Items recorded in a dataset
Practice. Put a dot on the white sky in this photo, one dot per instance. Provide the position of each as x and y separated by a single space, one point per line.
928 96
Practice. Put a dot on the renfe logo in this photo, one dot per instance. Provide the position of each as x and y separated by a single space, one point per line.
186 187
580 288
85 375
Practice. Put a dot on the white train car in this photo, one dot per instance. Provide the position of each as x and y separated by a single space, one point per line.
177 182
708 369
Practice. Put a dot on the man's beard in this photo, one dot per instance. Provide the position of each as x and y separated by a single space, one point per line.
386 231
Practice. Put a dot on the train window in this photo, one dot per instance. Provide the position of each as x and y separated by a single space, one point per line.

Given task:
Format all of the records above as a Markdown table with the columns "No." and "Line," numbering each line in sequence and omitting blank lines.

Exercise result:
| No. | Line |
|---|---|
| 1 | Practice. Put a dot on the white sky in this photo, one dot per instance. Provide the position of each as x and y separated by a single space, one point per line. |
| 2 | 928 96 |
| 3 | Practice. Put a dot on the renfe logo in this photo, one dot per instance. Provide the position of each as x and y separated by a single space, one point per line. |
| 4 | 186 187 |
| 5 | 580 288 |
| 6 | 85 375 |
| 7 | Practice. Put a dot on the white train car in this photo, one dot per instance. Provide the position of each as x and y separated by a single space, one point per line. |
| 8 | 177 182 |
| 9 | 708 369 |
| 10 | Practice. Put a dot on the man's beard in this photo, one dot per instance. Provide the position of each as x and y separated by a single space, one point per line. |
| 11 | 386 231 |
| 12 | Practice. Put a dot on the train window in this photo, one dot per instance. Provide the position of each as x and y separated by a single space, one point per line. |